* **Data for processing**:
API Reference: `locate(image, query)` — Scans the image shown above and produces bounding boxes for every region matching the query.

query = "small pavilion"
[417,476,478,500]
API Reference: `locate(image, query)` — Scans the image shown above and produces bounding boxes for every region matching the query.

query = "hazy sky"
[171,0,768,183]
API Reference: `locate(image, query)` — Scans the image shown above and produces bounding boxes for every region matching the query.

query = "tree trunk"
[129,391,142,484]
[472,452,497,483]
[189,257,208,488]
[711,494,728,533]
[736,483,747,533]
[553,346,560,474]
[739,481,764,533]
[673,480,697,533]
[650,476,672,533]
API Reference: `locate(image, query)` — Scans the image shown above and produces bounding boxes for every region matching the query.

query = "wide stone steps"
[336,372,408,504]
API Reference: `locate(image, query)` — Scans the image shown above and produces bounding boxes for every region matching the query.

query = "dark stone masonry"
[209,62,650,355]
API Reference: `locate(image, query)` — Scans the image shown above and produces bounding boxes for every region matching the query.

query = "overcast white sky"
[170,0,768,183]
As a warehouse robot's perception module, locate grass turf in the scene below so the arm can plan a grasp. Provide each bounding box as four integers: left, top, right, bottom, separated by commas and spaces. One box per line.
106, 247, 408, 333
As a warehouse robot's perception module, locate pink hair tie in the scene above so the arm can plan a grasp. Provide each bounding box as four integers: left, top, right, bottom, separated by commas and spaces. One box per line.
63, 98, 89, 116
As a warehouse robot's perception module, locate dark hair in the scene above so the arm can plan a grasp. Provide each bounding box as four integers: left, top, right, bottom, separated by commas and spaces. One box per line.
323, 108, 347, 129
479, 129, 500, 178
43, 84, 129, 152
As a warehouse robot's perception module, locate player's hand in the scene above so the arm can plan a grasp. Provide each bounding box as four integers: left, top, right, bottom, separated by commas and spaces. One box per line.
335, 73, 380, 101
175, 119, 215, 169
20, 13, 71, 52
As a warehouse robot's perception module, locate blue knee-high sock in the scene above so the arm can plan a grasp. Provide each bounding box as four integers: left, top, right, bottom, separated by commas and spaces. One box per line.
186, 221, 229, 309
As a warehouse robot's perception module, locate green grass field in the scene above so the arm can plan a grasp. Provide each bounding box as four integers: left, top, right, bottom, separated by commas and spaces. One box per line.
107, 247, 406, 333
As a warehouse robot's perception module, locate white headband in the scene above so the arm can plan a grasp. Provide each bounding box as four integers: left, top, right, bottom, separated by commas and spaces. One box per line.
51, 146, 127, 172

* **Do this**: Repeat all the items above, swapping "warehouse robot's perception module" for "sorting robot's vision module" wherever it occurs and leaving everything else unchanged.

* **Exercise response**:
API Reference: `locate(image, query)` — Scans the image shown above and produces bounding boxes for every region matching the query.

query = "small pavilion"
[417,476,478,500]
API Reference: `locate(image, query)` — Scans the image shown above and produces bounding boxes for every region matching the query.

query = "hazy sky"
[171,0,768,183]
API Reference: `locate(image, query)` — Scans the image shown above and produces bounding boxes for every region matching the query.

query = "tree trunk"
[129,391,142,484]
[472,452,497,483]
[189,257,208,488]
[711,494,728,533]
[736,483,747,533]
[553,346,560,474]
[739,481,764,533]
[673,480,697,533]
[650,476,672,533]
API Reference: `locate(image, query)` — Scans the image shown above and produces bounding boxes for every region matching the query.

query = "wide stone steps"
[336,372,408,504]
API Reference: `locate(image, query)` — Scans the image shown above and produces bounding boxes for every region matching the query.

query = "dark stone masonry"
[209,62,650,355]
API Reference: `locate(image, query)` — Scans the image shown above and produces bounding boxes for every region matching the query.

query = "overcast white sky"
[170,0,768,183]
As a sorting robot's vision module, locate grass turf in the scene below so the arm can plan a grasp. Provide each bounding box as four integers: left, top, right, bottom, separated by commas and spaces. One box per line.
106, 247, 408, 333
As a sorting robot's vision module, locate pink hair tie in the scene above so the arm can plan a grasp. Provide each bounding box as four integers: left, top, right, bottom, separated by commas and spaces. One box per line.
63, 98, 89, 116
As a sorting robot's vision module, locate dark hair in the scene above so the arm can plan a grasp. Provide each bounding box as four integers: left, top, right, bottom, separated by commas and spaces. One box per line.
323, 108, 347, 129
479, 129, 500, 178
43, 84, 129, 152
As a sorting robot's vision module, locate player's hand in the scene above so the arm can plan a grasp. Provide each bounding box as four integers: left, top, right, bottom, separated by commas and spaces. One box per line.
335, 73, 380, 101
175, 119, 215, 169
20, 13, 71, 52
As a sorting robot's vision module, locate blue knee-high sock in the scene above so the arm can plan a grasp. Provide each bounding box as four integers: left, top, right, bottom, separated by commas and spaces. One box per line.
186, 221, 229, 309
As a sorting robot's vision module, locate green grass field in the scene above so the arm can plan a grasp. Provide each bounding box as four integers: left, top, right, bottom, separated by commas and spaces. One box per line.
107, 247, 406, 333
As a sorting robot's vision module, locate white headband in the scene above so the arm can plan a grasp. Provide each bounding box as four integers: left, top, right, bottom, separated by commas and spaces. One box per line.
51, 146, 127, 172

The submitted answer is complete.